╭─ BRANO FORNITO

In sede di precisazione delle conclusioni, la compagnia eccepiva l’intervenuta rinuncia al giudizio civile da parte degli attori, genitori della vittima, per essersi gli stessi costituiti parte civile nel processo penale successivamente alla proposizione del giudizio civile.

Il Tribunale di Pesaro, con sentenza n. 491/2012, dichiarava estinto il giudizio tra (OMISSIS) Ivano e (OMISSIS) Giuseppina da un lato e la compagnia assicuratrice e (OMISSIS) Andrea dall’altro in relazione alla richiesta di risarcimento del danno morale ex art. 75 c.p.p., demandando al giudice penale la liquidazione delle spese; e, riconosciuta la corresponsabilità del (OMISSIS) nella misura del 40% nella causazione del sinistro, condannava i convenuti in solido tra loro al risarcimento dei danni conseguenti.

3. Avverso la suddetta sentenza proponevano appello principale i congiunti della vittima ed appello incidentale condizionato la compagnia.

╰─
╭─ DATI REGISTRATI

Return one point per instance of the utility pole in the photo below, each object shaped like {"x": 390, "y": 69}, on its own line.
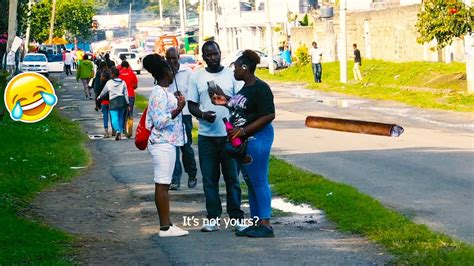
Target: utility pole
{"x": 469, "y": 52}
{"x": 201, "y": 24}
{"x": 51, "y": 26}
{"x": 27, "y": 36}
{"x": 271, "y": 69}
{"x": 12, "y": 23}
{"x": 161, "y": 14}
{"x": 181, "y": 17}
{"x": 130, "y": 20}
{"x": 343, "y": 41}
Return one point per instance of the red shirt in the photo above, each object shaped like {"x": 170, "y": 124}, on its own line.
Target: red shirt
{"x": 127, "y": 75}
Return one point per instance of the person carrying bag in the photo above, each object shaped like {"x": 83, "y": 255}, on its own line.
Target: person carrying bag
{"x": 118, "y": 104}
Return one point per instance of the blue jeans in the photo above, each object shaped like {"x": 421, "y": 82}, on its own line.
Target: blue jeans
{"x": 317, "y": 72}
{"x": 256, "y": 173}
{"x": 211, "y": 159}
{"x": 189, "y": 162}
{"x": 105, "y": 114}
{"x": 117, "y": 116}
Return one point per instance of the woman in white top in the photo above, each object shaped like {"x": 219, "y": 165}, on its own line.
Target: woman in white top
{"x": 118, "y": 101}
{"x": 167, "y": 132}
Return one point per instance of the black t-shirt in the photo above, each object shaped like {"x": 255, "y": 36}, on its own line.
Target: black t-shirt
{"x": 251, "y": 103}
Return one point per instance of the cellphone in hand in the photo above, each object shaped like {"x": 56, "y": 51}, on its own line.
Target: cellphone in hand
{"x": 211, "y": 85}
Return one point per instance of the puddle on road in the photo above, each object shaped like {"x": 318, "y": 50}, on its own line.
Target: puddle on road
{"x": 286, "y": 206}
{"x": 86, "y": 119}
{"x": 68, "y": 107}
{"x": 93, "y": 137}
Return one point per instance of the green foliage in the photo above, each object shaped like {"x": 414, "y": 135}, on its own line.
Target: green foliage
{"x": 73, "y": 19}
{"x": 302, "y": 55}
{"x": 34, "y": 157}
{"x": 443, "y": 21}
{"x": 420, "y": 84}
{"x": 352, "y": 211}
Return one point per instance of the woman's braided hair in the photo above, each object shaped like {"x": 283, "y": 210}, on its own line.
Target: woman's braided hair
{"x": 249, "y": 58}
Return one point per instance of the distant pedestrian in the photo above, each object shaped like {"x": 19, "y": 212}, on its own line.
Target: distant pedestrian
{"x": 67, "y": 63}
{"x": 164, "y": 120}
{"x": 109, "y": 62}
{"x": 11, "y": 63}
{"x": 85, "y": 71}
{"x": 357, "y": 63}
{"x": 316, "y": 58}
{"x": 182, "y": 74}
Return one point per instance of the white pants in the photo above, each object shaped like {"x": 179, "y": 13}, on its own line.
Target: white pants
{"x": 164, "y": 158}
{"x": 356, "y": 70}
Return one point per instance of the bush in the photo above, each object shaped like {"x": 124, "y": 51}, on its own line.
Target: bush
{"x": 302, "y": 55}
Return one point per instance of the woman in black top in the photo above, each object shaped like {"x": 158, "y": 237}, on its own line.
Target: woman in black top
{"x": 251, "y": 112}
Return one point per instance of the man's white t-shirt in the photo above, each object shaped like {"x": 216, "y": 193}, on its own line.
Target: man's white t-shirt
{"x": 198, "y": 93}
{"x": 182, "y": 79}
{"x": 316, "y": 55}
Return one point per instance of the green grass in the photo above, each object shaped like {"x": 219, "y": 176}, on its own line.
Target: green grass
{"x": 34, "y": 157}
{"x": 420, "y": 84}
{"x": 355, "y": 212}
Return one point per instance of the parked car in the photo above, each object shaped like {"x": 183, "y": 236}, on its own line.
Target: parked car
{"x": 189, "y": 61}
{"x": 134, "y": 60}
{"x": 35, "y": 62}
{"x": 114, "y": 53}
{"x": 264, "y": 59}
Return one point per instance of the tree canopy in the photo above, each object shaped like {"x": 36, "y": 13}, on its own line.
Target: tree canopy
{"x": 73, "y": 19}
{"x": 444, "y": 21}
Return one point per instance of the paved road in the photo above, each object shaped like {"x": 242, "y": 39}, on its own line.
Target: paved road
{"x": 426, "y": 174}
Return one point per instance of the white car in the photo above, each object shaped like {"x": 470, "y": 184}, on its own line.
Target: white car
{"x": 35, "y": 62}
{"x": 134, "y": 60}
{"x": 264, "y": 59}
{"x": 114, "y": 53}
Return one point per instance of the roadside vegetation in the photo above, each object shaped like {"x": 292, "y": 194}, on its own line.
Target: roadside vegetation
{"x": 35, "y": 157}
{"x": 354, "y": 212}
{"x": 421, "y": 84}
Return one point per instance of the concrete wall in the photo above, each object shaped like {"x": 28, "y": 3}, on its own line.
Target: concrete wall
{"x": 388, "y": 34}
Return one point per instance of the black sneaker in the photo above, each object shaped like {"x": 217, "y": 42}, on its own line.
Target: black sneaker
{"x": 261, "y": 231}
{"x": 192, "y": 181}
{"x": 245, "y": 231}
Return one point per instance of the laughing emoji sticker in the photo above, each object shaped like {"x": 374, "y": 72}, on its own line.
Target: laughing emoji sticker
{"x": 30, "y": 97}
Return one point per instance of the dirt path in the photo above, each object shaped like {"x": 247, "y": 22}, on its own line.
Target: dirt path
{"x": 111, "y": 211}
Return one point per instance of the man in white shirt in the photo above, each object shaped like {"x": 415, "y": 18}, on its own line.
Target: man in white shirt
{"x": 316, "y": 58}
{"x": 181, "y": 83}
{"x": 213, "y": 136}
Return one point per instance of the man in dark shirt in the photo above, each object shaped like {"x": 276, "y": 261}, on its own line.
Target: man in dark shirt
{"x": 357, "y": 63}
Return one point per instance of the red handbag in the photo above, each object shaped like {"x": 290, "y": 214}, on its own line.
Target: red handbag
{"x": 142, "y": 133}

╰─

** COMPITI DA SVOLGERE **
1 > Riscrivi in forma più breve il paragrafo del brano che comincia con "Il Tribunale di Pesaro, con sentenza", mantenendone i fatti principali.
2 > Prosegui il brano sul contenzioso relativo al sinistro a partire dalla sua ultima frase.
Le voci qui riportate provengono da un'altra fonte.

** RISPOSTE PER COMPITO **
1 > Con la sentenza n. 491/2012, il Tribunale di Pesaro dichiarò estinto, ex art. 75 c.p.p., il giudizio sul risarcimento del danno morale tra (OMISSIS) Ivano e (OMISSIS) Giuseppina e la compagnia assicuratrice con (OMISSIS) Andrea. La liquidazione delle spese fu rimessa al giudice penale. Il Tribunale attribuì al (OMISSIS) una corresponsabilità del 40% nel sinistro e condannò in solido i convenuti al risarcimento dei danni.

2 >
I primi sostenevano che la costituzione di parte civile nel procedimento penale rappresentava (non una rinuncia, ma) la volontà di perseguire la verità dell’accaduto e rilevavano che la causa del sinistro, emersa dalle perizie espletate, era la elevata velocità di marcia della autovettura condotta dal (OMISSIS).

La compagnia, invece, per il caso di accoglimento dell’appello principale, ribadiva le eccezioni e le domande formulate nel giudizio di primo grado in relazione alla necessità che la condanna fosse comunque contenuta entro il limite del massimale assicurativo, tenuto conto degli importi già versati.

La Corte di Appello di Ancona, con sentenza n. 675/2019, respingeva l’appello principale, confermando integralmente la sentenza di primo grado.

4. Avverso la sentenza della corte territoriale hanno proposto ricorso i congiunti della vittima, articolando due motivi.

Ha resistito con controricorso la compagnia assicuratrice.

La trattazione del ricorso è stata fissata ai sensi dell’art. 380- bis.1. c.p.c.

Il Procuratore Generale presso la Corte non ha depositato conclusioni.

Non sono state depositate memorie

RITENUTO CHE:

1. Il ricorso è affidato a due motivi.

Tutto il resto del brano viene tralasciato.